→ **THE TASK**
Using the records below, give again exactly the lines from the line that contains "Query: keyboard key" through the line that contains "the calculator button.", both ends included, and only those.

→ **DATA SUPPLIED**
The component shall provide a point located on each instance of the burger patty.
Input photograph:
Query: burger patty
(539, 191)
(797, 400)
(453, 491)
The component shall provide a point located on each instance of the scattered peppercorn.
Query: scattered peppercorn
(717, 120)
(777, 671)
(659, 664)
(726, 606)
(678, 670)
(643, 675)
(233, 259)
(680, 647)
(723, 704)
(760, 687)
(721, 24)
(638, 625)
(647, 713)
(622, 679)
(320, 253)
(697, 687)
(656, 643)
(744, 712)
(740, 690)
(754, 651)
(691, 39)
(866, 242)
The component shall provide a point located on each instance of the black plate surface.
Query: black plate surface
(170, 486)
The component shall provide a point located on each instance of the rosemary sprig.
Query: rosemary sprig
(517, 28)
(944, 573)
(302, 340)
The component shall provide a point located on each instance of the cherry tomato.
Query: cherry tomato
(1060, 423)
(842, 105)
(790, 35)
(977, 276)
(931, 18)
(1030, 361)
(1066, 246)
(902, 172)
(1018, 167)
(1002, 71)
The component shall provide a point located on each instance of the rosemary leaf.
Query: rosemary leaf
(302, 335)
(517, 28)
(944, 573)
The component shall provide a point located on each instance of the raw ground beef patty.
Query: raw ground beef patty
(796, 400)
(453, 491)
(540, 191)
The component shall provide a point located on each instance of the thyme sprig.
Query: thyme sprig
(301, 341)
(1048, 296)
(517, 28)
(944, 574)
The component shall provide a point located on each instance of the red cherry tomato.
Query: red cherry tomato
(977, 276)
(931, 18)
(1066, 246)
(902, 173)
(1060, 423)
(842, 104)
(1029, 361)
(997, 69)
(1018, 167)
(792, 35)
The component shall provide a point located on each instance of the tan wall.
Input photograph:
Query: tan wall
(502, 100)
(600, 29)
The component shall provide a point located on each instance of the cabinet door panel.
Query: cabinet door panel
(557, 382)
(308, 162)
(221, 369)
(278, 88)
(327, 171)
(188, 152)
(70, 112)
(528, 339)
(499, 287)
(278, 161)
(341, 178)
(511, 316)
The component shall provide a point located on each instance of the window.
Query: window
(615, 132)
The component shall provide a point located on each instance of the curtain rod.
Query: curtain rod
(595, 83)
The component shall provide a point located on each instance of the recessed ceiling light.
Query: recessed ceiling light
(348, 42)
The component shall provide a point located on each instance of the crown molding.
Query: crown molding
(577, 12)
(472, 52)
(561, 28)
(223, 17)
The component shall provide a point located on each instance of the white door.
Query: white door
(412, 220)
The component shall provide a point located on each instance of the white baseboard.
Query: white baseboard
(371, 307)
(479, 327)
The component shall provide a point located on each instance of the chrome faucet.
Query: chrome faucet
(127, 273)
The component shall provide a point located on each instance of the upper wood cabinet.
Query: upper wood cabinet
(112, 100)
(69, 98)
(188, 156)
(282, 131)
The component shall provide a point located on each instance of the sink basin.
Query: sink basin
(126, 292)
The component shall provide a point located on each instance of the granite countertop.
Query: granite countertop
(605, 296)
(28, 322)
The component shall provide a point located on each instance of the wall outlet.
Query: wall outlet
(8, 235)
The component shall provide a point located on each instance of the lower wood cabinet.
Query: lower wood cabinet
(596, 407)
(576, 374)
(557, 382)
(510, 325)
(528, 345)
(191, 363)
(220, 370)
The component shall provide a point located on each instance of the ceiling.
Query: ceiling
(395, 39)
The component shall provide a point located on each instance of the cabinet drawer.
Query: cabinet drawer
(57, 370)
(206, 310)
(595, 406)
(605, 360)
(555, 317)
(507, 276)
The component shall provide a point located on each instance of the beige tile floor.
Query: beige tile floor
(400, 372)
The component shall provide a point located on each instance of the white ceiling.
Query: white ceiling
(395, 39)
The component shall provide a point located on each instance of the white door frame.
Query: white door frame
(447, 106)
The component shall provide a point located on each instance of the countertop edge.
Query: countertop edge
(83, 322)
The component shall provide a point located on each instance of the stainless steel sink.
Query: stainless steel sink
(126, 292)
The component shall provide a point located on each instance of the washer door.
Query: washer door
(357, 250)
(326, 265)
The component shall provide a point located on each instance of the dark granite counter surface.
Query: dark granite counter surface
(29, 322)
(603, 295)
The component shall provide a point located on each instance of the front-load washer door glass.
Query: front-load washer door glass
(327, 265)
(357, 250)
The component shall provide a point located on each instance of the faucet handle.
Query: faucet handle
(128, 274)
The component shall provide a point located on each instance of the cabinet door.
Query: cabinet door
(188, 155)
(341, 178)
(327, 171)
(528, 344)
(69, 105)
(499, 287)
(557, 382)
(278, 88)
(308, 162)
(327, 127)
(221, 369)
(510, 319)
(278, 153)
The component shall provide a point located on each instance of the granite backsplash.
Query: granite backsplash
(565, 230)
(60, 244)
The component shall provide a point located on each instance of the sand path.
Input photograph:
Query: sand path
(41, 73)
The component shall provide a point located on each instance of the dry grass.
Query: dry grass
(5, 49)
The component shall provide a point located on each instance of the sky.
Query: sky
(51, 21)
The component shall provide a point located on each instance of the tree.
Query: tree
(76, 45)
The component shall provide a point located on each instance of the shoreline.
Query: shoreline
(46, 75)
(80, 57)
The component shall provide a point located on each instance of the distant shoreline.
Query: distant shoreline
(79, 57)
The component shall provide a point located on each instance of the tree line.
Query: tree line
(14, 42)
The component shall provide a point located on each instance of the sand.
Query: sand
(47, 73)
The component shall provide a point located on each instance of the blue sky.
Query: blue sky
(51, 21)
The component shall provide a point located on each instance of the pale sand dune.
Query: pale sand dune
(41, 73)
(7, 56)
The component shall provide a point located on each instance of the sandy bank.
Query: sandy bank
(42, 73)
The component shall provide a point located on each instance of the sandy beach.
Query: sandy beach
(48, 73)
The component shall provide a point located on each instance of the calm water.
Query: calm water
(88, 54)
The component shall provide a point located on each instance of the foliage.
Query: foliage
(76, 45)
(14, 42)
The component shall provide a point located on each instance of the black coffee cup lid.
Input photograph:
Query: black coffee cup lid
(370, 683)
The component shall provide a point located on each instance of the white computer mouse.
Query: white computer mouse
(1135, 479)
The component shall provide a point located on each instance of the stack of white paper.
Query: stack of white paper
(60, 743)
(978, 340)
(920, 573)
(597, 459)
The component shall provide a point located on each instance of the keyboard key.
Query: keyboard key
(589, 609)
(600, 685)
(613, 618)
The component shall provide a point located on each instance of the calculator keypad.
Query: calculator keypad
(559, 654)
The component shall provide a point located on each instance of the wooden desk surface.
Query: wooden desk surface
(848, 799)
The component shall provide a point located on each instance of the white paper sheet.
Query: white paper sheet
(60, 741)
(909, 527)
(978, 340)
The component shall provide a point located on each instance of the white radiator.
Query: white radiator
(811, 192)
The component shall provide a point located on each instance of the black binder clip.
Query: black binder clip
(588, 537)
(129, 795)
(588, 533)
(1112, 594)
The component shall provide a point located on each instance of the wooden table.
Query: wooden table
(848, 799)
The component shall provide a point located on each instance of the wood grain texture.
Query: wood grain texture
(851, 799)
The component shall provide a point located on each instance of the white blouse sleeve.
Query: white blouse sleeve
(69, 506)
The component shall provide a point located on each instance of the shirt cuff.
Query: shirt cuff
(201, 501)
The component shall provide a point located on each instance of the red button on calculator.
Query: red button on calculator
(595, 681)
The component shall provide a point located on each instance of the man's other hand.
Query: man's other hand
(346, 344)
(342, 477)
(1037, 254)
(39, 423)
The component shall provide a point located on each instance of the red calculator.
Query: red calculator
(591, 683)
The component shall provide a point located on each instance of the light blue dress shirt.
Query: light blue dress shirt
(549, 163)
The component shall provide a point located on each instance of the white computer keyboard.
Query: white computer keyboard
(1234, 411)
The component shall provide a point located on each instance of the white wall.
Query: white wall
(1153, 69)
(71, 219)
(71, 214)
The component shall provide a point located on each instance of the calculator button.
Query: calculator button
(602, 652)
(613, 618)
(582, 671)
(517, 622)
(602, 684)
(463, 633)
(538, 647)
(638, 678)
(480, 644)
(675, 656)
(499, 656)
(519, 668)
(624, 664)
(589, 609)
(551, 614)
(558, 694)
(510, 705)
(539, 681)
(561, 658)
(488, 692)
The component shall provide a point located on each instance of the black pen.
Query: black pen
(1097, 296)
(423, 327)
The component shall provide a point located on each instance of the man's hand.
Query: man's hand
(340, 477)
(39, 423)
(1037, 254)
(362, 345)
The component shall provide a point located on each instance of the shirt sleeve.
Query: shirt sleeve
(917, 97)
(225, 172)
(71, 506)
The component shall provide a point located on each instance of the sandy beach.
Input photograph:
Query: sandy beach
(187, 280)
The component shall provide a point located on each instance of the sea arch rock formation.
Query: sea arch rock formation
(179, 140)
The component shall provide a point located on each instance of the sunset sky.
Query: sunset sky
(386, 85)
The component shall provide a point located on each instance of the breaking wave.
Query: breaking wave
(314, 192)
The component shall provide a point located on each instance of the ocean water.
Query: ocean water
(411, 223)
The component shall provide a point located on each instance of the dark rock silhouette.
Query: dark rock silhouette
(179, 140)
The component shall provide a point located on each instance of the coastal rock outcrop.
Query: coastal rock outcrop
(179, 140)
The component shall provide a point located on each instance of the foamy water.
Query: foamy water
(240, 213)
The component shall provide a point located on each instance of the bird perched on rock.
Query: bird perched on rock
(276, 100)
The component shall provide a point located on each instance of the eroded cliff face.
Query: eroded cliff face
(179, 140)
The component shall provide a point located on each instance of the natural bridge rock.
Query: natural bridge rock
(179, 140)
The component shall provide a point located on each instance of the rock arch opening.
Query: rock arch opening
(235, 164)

→ **WRITTEN ANSWER**
Query: keyboard key
(589, 609)
(600, 685)
(613, 618)
The component shall provide a point located on each instance of the calculator keypad.
Query: calculator keypad
(559, 654)
The component shall provide a point located on each instance of the wooden desk surface.
Query: wooden desk surface
(848, 799)
The component shall provide a point located on each instance of the white paper sheet.
Query: white paper sheet
(60, 741)
(909, 527)
(978, 340)
The component shall provide a point located on each instance of the white radiator.
Query: white radiator
(811, 192)
The component shall provide a point located on each instance of the black binder clip.
Query: black binder clip
(588, 537)
(129, 795)
(588, 533)
(1112, 594)
The component shall provide a point located on each instance of the wooden table.
Query: wooden table
(848, 799)
The component shall provide a point located on each instance of the wood grain texture.
Query: wood grain texture
(851, 799)
The component shall provide a point located on each instance of the white blouse sleeve.
Query: white blouse sleeve
(69, 506)
The component shall provide a point located on each instance of the shirt cuff.
Query: shirt cuff
(201, 501)
The component shall provide a point located on each instance of the red button on calculator.
Query: red button on calculator
(595, 681)
The component shall provide a point located on each instance of the man's other hand.
Query: man's other hand
(346, 344)
(342, 477)
(1037, 254)
(39, 423)
The component shall provide a point located on each instance of the red calculator.
Query: red calculator
(591, 683)
The component shall provide a point located on each instance of the light blue dress shirt.
Query: light blue dress shirt
(549, 163)
The component shall provide a point located on each instance of the white computer keyboard.
Query: white computer keyboard
(1234, 411)
The component shall provide a point located on each instance of the white wall.
Query: white wall
(1153, 69)
(71, 219)
(71, 214)
The component shall provide a point located on each instance of the calculator button.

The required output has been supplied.